**** DATASET

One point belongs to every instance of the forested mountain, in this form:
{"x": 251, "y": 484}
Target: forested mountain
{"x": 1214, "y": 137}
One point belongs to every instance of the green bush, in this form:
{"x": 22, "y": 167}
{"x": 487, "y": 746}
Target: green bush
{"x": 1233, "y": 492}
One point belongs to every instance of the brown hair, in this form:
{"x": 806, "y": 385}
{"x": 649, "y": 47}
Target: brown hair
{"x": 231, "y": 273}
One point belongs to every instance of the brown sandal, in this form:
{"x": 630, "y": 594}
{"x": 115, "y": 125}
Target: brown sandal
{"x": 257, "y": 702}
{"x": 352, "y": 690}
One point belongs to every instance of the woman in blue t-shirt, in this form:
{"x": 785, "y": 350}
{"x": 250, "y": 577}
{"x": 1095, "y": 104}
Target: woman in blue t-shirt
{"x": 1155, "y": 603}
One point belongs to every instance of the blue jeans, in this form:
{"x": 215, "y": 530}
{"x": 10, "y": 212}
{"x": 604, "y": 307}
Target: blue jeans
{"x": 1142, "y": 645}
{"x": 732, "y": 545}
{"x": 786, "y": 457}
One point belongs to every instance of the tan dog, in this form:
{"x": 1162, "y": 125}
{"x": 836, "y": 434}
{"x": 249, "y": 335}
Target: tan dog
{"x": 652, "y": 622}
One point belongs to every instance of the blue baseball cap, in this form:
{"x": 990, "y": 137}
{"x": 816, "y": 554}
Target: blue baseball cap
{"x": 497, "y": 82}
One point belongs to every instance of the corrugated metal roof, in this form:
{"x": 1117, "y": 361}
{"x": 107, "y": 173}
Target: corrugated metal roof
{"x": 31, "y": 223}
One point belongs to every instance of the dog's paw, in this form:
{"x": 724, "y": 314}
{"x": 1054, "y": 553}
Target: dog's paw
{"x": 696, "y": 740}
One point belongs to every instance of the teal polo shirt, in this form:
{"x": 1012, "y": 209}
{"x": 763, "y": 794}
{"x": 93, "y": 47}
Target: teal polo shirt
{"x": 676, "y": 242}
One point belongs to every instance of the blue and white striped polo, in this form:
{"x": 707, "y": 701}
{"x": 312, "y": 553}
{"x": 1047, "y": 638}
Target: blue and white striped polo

********

*THE TASK*:
Copy each line of the data above that holds "striped".

*REPLY*:
One point belongs to every instance of the blue and white striped polo, in this form:
Target: blue and white striped polo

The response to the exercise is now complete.